- _Given passage_:

##########

Thick, creamy tzatziki sauce feels like a holiday on a plate. Tangy Greek yogurt, fresh cucumber, zesty lemon and a hint of garlic make this super-easy dip irresistibly delicious. It’s quick, easy, uses minimal ingredients and no special equipment.


Ingredients

Units Scale

For the tzatziki -

  • 1/2 large cucumber
  • 1 teaspoon salt
  • 1 cup thick Greek or Greek-style yogurt
  • 1 lemon, juiced and zested
  • 3 garlic cloves, crushed
  • Black pepper

Optional, to garnish -


Instructions

  1. Grate your cucumber. Set a colander or fine sieve over a small bowl, then line it with 4 layers of thick kitchen towel, or a cheesecloth. Use a box grater to grate your cucumber (skin and all). Place the grated cucumber into the prepared colander or sieve. Sprinkle 1 teaspoon of salt over the cucumber and mix it through, then let it sit for a minute. PRO TIP: If you don’t have kitchen towel or a cheesecloth, just place the grated cucumber directly into the sieve.
  2. Squeeze the excess liquid from the cucumber. Pick up the ends of your kitchen towel or cheesecloth, so that the cucumber collects as a ball at the bottom. Squeeze and wring the cloth, getting as much water out as you can. There should be a good 1/4 cup of water released from the cucumber. If you’ve put your cucumber directly into the sieve, use your hands to squeeze the cucumber together and press it against the sieve to release the water that way. It’s a little messier but works just as well.

##########

Continue the tzatziki recipe from where it stops. You can leave the items aside; they play no part here.

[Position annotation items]
##########

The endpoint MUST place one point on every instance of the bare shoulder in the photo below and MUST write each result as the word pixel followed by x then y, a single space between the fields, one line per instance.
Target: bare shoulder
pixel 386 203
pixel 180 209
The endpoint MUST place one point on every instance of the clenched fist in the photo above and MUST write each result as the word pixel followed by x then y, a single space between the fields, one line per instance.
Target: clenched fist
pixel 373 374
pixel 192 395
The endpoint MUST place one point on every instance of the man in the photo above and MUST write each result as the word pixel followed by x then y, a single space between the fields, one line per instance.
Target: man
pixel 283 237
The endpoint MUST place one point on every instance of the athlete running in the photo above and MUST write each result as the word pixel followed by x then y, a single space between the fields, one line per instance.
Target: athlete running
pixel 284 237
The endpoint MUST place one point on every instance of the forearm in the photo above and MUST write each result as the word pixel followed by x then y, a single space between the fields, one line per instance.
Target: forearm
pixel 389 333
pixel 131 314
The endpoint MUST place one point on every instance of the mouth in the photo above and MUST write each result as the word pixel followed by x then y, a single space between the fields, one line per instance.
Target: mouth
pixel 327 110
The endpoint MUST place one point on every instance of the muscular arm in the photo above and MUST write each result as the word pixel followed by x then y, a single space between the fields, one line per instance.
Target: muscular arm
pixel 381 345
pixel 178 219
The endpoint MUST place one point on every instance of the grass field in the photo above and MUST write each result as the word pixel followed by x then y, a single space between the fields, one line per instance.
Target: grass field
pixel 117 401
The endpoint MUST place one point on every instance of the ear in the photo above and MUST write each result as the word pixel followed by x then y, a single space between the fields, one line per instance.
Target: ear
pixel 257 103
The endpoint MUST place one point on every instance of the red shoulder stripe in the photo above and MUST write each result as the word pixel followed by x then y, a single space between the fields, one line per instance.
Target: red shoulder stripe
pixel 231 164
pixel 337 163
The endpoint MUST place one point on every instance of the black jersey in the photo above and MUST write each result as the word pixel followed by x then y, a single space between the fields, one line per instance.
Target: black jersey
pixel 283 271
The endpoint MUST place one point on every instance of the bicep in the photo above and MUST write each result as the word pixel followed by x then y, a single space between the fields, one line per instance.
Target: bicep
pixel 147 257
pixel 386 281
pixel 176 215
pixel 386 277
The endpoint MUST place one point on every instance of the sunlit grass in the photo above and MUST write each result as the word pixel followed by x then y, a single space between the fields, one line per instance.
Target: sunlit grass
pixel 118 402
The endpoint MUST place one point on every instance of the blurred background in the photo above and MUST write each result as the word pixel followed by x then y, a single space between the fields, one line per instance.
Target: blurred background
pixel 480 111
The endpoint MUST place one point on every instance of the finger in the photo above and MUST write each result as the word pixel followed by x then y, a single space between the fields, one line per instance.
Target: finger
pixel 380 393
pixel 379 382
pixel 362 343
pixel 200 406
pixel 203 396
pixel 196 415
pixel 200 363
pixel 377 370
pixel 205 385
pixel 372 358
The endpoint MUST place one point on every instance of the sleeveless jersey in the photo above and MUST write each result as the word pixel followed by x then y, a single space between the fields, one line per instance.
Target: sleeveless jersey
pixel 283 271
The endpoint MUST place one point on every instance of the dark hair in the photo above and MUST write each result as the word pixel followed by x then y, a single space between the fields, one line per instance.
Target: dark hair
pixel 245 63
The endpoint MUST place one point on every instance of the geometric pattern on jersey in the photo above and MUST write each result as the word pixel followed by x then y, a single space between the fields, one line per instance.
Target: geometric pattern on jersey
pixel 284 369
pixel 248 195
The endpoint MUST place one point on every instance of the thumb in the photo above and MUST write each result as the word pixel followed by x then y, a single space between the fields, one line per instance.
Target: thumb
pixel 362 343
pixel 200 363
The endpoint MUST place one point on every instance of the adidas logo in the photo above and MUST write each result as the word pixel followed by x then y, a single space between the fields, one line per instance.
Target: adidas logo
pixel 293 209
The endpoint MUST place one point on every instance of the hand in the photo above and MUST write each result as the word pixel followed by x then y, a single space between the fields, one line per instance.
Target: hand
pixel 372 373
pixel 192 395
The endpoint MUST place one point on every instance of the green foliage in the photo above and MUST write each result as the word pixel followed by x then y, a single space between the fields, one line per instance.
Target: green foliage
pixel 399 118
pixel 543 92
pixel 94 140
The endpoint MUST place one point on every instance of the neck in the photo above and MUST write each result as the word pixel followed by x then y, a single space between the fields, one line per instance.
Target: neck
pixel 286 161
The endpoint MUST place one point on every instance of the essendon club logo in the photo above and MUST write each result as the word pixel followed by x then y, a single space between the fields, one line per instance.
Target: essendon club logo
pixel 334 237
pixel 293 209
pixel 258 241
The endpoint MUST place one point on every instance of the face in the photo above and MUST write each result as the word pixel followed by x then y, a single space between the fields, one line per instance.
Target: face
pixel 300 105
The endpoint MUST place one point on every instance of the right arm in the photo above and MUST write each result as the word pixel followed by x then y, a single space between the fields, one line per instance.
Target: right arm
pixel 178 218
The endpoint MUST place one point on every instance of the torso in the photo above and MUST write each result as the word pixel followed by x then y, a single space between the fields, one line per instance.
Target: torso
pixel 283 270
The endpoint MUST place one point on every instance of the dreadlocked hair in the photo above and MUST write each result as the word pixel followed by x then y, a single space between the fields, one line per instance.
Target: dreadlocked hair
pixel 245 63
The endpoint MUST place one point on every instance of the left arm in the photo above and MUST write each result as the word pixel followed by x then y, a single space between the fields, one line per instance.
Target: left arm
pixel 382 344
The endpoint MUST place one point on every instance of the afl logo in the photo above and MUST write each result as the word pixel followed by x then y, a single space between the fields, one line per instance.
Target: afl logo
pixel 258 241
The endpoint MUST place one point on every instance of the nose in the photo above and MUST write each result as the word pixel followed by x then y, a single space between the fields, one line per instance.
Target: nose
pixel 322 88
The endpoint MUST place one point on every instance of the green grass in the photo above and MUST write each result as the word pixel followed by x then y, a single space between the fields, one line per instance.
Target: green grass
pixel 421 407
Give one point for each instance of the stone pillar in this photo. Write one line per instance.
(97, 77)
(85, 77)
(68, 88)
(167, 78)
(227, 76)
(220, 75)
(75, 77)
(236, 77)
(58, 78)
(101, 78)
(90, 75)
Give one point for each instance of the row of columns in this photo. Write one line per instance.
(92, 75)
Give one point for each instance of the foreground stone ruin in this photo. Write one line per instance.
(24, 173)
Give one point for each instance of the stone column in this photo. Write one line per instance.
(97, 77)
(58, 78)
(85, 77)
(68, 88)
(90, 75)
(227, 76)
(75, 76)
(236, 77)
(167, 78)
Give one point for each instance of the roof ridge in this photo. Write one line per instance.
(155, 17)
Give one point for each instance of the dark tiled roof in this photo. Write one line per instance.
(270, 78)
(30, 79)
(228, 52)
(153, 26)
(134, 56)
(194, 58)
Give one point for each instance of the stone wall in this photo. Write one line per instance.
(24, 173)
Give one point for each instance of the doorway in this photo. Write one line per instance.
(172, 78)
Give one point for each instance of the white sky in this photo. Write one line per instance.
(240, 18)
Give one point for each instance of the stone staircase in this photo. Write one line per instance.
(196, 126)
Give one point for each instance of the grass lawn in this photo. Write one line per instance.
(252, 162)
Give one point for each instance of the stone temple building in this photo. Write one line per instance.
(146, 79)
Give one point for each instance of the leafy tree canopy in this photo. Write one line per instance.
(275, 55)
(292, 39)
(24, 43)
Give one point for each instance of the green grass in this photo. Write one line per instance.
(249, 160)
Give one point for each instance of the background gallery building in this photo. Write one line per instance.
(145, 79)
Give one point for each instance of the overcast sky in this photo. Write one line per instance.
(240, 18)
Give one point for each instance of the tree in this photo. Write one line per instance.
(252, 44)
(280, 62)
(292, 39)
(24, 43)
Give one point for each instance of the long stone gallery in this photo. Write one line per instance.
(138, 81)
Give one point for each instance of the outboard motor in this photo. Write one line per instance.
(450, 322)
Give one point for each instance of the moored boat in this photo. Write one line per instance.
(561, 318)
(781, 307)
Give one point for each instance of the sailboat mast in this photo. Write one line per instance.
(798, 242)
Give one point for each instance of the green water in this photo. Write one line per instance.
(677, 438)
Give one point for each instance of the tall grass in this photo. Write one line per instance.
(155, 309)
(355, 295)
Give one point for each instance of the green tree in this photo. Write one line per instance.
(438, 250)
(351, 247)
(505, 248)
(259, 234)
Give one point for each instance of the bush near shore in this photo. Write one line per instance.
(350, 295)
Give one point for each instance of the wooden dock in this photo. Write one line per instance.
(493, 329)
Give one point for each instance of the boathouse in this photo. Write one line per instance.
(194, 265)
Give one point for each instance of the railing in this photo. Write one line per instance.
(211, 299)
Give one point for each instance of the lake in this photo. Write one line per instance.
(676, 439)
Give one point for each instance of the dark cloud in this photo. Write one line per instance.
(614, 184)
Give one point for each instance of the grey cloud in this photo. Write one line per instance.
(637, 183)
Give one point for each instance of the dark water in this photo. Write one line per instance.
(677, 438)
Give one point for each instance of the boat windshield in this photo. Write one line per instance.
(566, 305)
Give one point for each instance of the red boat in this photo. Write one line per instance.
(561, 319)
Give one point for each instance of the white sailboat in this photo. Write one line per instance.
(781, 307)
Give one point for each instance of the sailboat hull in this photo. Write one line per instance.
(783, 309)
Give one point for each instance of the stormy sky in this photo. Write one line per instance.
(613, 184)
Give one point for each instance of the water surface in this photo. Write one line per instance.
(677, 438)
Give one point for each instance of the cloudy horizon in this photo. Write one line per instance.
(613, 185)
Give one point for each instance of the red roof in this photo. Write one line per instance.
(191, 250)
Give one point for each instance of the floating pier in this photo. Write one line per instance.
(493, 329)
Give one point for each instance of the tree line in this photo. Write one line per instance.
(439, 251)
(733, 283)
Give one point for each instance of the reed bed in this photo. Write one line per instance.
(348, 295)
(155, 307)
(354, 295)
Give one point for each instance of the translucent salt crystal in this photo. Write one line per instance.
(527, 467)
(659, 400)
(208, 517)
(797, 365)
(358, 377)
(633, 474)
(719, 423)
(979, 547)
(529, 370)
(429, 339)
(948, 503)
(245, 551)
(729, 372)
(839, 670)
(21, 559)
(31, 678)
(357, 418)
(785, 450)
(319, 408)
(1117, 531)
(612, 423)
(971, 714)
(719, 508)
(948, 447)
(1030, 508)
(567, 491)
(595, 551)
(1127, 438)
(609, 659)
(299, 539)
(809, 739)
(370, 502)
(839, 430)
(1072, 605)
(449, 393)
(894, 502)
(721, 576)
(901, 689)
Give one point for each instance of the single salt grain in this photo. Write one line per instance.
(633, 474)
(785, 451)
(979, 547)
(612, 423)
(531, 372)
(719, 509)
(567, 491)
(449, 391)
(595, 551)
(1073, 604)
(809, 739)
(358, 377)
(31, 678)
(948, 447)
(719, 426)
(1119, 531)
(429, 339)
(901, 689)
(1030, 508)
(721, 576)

##########

- _Answer for this exercise_:
  3. Mix the tzatziki. Add the squeezed cucumber to a small bowl, along with 1 cup of Greek yogurt, the crushed garlic cloves, the zest of your lemon, 1 tablespoon of lemon juice and a good grind of black pepper. Give it a good mix to combine well, then taste, and add a little more salt or lemon juice if you think it’s needs something extra.

Notes

STORAGE INSTRUCTIONS: The tzatziki will keep well for 1 week, stored in the fridge in an airtight container.

INGREDIENT NOTES: If you want proper thick and creamy tzatziki, it’s important to use thick, Greek or Greek style yogurt, instead of plain natural yogurt. Fat free is fine too. If you like, you can add a handful of chopped fresh mint, dill or flat-leaf parsley to the sauce.

SERVING SUGGESTIONS: Serve with sourdough discard crackers or crunchy baked pita chips, spoon onto fresh bread (it’s great with no knead chili cheese focaccia, Vogel’s style seed bread or rosemary parmesan bread), dollop onto two-ingredient dough flatbreads or two-ingredient dough pizza, toss through salads, serve with grilled meat or roasted veggies.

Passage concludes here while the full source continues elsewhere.